* [Text]
^^^^^^^^^^^^^^^^

A WORD ON HUNGARIAN ANCIENT HISTORY (I. B.)
The origins and distant past of the Hungarians has always been an exciting question. Originally a topic which held the interest of rulers , the aristocracy, court historians and priests, a long line of scholars have scientifically examined it over the past few centuries. By examining the facts from different angles linguists, archeologists, anthropologists, biologists, ethnographers and historians have reached different conclusions. However, the result of these debates has been the crystallization of two main theories: one supports a nomadic equestrian Scythian-Hun-Avar-Turkic origin, while the other suggests a hunter-gatherer people of lakes and forests of Finno-Ugric origin. Only fragments remain of a written account of Hungary’s ancient history, the Gesta Hungarorum, stolen or destroyed during the Mongol invasion of 1241. Contemporary foreign sources (Greek, Persian, Turkish, Arabic, Byzantine, Chinese, Latin, German, Slavic etc.), which could provide more information on the question, are either equally fragmentary or still lie uncovered. Many of Hungary’s outstanding scholars have devoted their lives to the research of the ancient homeland and the origins of the Hungarian people. A Dominican monk, Friar Julianus, brought news of a group of Hungarians who had remained in the ancient homeland, the Volga region, called Magna Hungaria, and the impending Mongol invasion endangering all of Europe, back with him after his travel to the area, in 1235. Almost six hundred year later Sándor Csoma Kőrösi, a son of the Székely land in Transylvania, set out for the Middle East through Persia, India and Tibet, amidst extraordinary circumstances, to find the ancient Asian homeland of the Hungarians.

^^^^^^^^^^^^^^^^

* [Given entries]
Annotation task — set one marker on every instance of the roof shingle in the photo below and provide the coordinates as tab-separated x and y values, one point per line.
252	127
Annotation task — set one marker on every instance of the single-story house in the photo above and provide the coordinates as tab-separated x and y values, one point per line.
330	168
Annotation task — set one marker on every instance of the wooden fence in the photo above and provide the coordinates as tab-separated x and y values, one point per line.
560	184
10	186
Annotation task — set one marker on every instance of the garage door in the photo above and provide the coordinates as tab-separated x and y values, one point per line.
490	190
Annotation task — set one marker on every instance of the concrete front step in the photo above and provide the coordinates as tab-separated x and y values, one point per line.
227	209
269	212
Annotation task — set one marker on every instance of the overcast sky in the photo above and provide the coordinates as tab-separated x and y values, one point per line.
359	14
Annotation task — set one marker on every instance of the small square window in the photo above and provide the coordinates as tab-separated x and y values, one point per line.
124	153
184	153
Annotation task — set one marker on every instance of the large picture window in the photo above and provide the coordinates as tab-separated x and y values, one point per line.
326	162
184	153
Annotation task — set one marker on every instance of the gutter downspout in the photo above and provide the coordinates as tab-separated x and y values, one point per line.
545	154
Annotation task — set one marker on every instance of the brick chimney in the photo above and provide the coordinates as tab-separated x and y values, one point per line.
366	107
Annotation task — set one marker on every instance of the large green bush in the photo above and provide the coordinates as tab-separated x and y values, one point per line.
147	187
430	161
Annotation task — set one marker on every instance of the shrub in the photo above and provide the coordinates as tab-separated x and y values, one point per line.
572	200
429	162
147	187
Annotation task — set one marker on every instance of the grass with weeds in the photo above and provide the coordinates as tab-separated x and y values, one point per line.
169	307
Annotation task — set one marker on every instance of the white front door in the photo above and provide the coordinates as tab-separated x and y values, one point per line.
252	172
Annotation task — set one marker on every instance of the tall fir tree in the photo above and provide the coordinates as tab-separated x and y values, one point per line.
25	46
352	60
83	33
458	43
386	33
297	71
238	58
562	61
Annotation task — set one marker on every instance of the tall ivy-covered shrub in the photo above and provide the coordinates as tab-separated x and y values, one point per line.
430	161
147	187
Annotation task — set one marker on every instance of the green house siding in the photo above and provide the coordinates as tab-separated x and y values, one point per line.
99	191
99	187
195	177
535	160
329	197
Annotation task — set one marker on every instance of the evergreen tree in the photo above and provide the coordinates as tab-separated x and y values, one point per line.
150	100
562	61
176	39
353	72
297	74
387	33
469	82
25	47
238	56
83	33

^^^^^^^^^^^^^^^^

* [Work instruction] Extract the whole text on Hungarian ancient history, word for word. The records come from a separate source unrelated to the text.

* [Output of the exercise]
A WORD ON HUNGARIAN ANCIENT HISTORY (I. B.)
The origins and distant past of the Hungarians has always been an exciting question. Originally a topic which held the interest of rulers , the aristocracy, court historians and priests, a long line of scholars have scientifically examined it over the past few centuries. By examining the facts from different angles linguists, archeologists, anthropologists, biologists, ethnographers and historians have reached different conclusions. However, the result of these debates has been the crystallization of two main theories: one supports a nomadic equestrian Scythian-Hun-Avar-Turkic origin, while the other suggests a hunter-gatherer people of lakes and forests of Finno-Ugric origin. Only fragments remain of a written account of Hungary’s ancient history, the Gesta Hungarorum, stolen or destroyed during the Mongol invasion of 1241. Contemporary foreign sources (Greek, Persian, Turkish, Arabic, Byzantine, Chinese, Latin, German, Slavic etc.), which could provide more information on the question, are either equally fragmentary or still lie uncovered. Many of Hungary’s outstanding scholars have devoted their lives to the research of the ancient homeland and the origins of the Hungarian people. A Dominican monk, Friar Julianus, brought news of a group of Hungarians who had remained in the ancient homeland, the Volga region, called Magna Hungaria, and the impending Mongol invasion endangering all of Europe, back with him after his travel to the area, in 1235. Almost six hundred year later Sándor Csoma Kőrösi, a son of the Székely land in Transylvania, set out for the Middle East through Persia, India and Tibet, amidst extraordinary circumstances, to find the ancient Asian homeland of the Hungarians.